### TASK OBJECTIVE
Reproduce the material from its start up to and including the line with "[108,158,194,178]", swapping "per detection" for "for each detection" and keeping everything else unchanged.

### ENTRIES SHOWN
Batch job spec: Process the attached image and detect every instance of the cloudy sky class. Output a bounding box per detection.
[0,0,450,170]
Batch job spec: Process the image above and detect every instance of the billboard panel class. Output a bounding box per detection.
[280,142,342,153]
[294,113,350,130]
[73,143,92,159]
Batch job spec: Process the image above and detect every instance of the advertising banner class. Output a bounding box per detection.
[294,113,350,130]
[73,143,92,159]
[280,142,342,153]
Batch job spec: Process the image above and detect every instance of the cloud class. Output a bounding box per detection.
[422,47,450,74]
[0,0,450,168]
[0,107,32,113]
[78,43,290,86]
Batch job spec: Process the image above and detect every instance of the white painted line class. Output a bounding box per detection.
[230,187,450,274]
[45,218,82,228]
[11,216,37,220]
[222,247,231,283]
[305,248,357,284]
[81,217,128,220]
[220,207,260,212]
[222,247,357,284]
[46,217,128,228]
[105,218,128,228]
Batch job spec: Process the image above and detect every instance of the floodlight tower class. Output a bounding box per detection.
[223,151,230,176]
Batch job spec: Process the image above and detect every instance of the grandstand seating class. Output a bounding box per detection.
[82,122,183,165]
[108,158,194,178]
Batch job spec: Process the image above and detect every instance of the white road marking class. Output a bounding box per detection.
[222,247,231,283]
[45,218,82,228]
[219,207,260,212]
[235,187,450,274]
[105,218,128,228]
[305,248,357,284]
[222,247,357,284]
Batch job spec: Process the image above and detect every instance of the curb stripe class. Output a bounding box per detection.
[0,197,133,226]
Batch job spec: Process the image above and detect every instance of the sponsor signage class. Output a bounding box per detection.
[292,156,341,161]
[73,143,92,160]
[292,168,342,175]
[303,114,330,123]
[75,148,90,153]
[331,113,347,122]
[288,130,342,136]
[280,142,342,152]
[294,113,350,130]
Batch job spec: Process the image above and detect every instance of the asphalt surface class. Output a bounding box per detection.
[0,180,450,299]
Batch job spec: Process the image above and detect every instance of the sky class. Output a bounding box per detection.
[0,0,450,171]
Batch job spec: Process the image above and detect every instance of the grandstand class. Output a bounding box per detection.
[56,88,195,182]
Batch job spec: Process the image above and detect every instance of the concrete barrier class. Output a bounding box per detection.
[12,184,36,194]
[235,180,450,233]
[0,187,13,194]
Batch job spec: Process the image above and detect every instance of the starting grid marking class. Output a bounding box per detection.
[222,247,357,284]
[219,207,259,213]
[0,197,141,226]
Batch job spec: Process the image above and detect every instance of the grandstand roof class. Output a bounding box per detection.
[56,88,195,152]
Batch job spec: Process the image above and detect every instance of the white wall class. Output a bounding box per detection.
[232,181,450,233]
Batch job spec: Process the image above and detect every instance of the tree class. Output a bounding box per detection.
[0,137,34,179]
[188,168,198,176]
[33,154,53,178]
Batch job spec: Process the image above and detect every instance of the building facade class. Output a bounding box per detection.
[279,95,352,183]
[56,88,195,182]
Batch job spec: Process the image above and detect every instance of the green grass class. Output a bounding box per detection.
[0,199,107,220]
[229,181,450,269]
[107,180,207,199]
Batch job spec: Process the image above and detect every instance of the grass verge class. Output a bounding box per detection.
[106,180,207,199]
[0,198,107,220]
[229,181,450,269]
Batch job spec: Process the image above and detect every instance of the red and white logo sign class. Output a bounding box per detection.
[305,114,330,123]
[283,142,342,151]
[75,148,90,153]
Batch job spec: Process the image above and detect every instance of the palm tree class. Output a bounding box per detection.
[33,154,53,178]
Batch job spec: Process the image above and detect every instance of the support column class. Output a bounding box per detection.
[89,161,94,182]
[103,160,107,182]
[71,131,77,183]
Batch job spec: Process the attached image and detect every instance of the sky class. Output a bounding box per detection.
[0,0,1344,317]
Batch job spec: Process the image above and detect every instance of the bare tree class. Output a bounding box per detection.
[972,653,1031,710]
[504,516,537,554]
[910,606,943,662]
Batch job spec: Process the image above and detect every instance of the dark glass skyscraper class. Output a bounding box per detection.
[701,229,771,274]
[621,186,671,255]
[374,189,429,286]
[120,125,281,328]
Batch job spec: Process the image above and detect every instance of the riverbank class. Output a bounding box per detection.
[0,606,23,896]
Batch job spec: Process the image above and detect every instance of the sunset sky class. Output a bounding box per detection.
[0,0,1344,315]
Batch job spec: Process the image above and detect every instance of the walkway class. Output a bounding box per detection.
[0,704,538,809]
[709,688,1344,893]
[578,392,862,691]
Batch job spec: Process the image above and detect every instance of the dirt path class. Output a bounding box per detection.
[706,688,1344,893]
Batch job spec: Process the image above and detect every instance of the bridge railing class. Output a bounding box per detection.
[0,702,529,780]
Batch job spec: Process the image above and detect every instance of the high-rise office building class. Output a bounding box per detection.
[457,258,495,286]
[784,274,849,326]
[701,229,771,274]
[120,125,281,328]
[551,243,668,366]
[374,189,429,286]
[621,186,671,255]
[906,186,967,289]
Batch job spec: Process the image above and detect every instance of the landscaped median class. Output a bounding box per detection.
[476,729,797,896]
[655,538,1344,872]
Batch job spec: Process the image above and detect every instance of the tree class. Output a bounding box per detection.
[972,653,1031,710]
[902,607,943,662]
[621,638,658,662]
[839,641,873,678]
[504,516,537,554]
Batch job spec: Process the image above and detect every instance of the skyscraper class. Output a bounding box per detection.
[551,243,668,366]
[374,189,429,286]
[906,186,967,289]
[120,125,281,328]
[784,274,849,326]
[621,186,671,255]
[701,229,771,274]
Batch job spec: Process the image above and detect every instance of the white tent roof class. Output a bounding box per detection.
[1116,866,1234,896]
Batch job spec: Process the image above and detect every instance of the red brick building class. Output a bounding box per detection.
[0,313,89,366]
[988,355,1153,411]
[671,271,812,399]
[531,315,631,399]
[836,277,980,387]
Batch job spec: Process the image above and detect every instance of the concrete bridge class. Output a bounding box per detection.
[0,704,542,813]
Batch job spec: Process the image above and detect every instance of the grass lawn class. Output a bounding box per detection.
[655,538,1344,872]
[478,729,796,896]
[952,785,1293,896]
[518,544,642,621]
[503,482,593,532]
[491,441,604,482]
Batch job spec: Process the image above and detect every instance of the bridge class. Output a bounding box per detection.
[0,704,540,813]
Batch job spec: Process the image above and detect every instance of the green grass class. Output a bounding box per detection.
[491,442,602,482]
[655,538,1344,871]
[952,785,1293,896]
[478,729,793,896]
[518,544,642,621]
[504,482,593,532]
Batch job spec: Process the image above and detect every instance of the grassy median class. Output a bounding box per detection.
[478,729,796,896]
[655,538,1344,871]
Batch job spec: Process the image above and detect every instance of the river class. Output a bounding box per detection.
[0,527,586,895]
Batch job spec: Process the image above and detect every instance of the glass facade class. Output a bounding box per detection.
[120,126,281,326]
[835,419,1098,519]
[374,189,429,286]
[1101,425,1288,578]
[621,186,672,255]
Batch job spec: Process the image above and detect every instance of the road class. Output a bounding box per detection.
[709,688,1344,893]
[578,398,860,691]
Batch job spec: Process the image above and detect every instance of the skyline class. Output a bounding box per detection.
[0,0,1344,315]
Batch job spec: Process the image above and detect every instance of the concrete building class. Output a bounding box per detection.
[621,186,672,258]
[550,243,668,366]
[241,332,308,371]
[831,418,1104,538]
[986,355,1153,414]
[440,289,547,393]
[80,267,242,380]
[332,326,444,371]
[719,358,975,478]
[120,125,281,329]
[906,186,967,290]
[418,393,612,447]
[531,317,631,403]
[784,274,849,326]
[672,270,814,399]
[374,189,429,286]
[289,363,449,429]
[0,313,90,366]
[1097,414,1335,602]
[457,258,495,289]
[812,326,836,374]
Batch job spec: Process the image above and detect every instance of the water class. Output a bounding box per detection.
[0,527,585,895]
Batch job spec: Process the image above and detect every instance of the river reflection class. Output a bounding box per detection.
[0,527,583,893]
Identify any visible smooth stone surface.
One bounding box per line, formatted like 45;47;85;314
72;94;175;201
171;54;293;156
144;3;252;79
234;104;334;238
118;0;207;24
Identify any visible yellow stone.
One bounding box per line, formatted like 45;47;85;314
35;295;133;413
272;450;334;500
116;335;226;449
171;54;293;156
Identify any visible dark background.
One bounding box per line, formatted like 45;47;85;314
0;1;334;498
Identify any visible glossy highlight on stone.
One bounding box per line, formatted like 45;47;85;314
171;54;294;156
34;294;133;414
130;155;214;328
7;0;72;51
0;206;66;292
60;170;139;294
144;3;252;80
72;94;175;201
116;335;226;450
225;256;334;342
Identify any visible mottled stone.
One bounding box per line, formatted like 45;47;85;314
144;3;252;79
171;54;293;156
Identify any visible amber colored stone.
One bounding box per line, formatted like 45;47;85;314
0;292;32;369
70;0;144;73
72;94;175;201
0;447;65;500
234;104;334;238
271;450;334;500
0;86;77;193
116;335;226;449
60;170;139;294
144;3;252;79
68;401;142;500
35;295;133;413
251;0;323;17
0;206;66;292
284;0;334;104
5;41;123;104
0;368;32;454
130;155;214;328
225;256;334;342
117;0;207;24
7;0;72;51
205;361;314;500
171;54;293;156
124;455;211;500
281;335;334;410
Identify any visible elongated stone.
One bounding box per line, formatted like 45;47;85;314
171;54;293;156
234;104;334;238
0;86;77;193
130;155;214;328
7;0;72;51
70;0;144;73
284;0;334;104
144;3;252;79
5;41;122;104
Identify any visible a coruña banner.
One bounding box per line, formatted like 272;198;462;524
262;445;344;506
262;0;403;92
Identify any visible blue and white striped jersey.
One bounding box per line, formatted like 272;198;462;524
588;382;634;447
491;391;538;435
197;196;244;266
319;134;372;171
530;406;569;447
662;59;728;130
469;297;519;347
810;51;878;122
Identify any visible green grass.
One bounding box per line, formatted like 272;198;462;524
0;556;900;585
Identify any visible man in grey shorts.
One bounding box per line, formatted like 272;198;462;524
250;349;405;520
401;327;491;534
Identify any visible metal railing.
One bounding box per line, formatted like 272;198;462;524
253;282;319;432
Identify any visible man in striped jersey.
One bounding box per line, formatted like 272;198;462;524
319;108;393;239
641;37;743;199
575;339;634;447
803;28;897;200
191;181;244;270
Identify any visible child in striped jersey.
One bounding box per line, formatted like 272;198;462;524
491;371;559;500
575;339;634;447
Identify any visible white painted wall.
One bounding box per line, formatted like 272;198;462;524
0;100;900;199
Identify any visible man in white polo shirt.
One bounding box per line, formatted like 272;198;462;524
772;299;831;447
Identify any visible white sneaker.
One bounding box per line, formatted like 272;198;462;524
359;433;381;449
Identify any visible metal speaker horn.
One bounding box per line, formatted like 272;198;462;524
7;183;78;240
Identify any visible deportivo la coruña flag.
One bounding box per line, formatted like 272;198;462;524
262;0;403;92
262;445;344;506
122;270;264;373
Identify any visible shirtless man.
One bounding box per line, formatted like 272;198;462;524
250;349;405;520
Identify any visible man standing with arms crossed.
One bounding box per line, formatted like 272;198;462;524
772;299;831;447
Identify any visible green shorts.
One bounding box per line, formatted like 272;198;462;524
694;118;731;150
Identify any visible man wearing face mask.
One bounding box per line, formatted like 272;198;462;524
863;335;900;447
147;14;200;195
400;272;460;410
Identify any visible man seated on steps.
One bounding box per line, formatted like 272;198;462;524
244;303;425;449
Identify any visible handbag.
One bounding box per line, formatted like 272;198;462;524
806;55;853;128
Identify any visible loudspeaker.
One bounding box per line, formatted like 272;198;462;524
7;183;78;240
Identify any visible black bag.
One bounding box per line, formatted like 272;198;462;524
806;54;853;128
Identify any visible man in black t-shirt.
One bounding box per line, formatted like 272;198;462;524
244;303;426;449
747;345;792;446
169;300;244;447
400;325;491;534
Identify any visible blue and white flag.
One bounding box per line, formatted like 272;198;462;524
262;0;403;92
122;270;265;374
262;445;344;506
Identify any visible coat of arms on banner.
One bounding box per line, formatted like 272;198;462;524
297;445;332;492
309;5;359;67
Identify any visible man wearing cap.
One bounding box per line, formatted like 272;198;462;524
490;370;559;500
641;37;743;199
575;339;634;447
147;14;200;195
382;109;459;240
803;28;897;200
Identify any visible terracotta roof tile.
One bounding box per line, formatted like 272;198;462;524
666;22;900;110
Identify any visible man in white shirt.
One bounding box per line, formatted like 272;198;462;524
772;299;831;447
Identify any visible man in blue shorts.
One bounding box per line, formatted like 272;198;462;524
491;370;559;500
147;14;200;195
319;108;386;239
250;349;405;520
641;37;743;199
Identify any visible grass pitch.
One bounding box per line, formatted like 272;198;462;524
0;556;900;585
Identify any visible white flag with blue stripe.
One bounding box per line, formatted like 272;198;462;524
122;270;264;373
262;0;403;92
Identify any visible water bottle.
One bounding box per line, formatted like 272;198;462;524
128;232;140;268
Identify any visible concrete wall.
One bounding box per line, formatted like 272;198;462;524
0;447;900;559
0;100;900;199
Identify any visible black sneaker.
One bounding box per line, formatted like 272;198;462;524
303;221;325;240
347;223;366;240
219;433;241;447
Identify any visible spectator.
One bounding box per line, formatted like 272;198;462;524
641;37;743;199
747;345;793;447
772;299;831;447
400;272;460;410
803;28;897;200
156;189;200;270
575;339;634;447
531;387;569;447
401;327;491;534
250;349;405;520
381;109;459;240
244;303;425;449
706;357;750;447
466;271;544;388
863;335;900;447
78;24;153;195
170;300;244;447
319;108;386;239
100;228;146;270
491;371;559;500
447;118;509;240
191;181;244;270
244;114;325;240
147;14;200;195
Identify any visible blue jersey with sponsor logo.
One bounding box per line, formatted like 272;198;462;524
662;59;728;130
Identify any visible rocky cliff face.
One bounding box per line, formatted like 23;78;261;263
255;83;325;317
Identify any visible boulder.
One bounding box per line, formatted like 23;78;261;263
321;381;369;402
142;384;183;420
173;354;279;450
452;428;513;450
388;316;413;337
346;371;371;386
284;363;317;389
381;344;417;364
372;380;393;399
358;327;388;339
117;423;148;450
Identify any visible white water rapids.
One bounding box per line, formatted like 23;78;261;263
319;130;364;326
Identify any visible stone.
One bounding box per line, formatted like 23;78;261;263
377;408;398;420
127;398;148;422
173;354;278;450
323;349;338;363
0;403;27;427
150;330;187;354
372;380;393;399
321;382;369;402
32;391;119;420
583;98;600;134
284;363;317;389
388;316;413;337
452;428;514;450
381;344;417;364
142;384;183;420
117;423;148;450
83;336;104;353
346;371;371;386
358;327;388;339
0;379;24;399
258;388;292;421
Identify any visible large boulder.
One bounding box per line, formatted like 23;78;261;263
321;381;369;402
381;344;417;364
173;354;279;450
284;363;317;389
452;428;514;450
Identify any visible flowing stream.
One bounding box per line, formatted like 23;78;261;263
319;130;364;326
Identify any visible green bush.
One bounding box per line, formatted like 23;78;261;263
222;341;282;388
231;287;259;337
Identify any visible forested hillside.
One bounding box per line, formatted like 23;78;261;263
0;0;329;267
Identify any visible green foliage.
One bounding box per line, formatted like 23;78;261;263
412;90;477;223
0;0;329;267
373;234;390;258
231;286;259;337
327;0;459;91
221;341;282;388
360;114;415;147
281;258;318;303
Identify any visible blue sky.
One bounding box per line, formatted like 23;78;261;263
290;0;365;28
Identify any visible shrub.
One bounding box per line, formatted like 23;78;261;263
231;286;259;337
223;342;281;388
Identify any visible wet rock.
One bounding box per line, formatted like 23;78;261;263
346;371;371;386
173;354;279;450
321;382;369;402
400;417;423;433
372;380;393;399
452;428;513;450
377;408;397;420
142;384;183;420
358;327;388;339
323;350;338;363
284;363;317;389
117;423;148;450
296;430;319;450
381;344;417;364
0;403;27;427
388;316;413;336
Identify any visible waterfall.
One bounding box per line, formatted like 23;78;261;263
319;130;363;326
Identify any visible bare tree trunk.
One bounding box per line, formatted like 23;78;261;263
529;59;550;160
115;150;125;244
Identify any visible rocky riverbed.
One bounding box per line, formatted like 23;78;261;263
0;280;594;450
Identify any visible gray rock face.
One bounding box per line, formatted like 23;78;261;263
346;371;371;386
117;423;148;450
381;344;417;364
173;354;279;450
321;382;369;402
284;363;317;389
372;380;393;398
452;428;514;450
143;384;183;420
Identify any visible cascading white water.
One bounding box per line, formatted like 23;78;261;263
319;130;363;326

### PROBLEM SOLUTION
Batch job spec: Process the attached image and detect every instance of the cloudy sky class. Output a bounding box for each detection.
[0,0,450,170]
Batch job spec: Process the image above and detect every instance of the billboard panel class. Output a bounding box for each detection.
[280,142,342,153]
[294,113,350,130]
[73,143,92,159]
Batch job spec: Process the image above and detect every instance of the advertising banner class. Output a bounding box for each detection.
[294,113,350,130]
[73,143,92,159]
[280,142,342,153]
Batch job spec: Process the image above and detect every instance of the cloud class. Output a bounding box for each detection.
[422,47,450,74]
[0,0,450,168]
[0,107,32,113]
[78,43,290,86]
Batch job spec: Process the image above and detect every instance of the white painted line class. Output a bounding box for each detection.
[230,187,450,274]
[45,218,82,228]
[11,216,37,220]
[222,247,231,283]
[305,248,357,284]
[81,217,128,220]
[220,207,260,212]
[222,247,357,284]
[46,217,128,228]
[105,218,128,228]
Batch job spec: Process the image above and detect every instance of the floodlight tower class. Output a bounding box for each detection.
[223,151,230,176]
Batch job spec: Process the image above and detect every instance of the grandstand seating class. Output a bounding box for each detection.
[82,122,183,165]
[108,158,194,178]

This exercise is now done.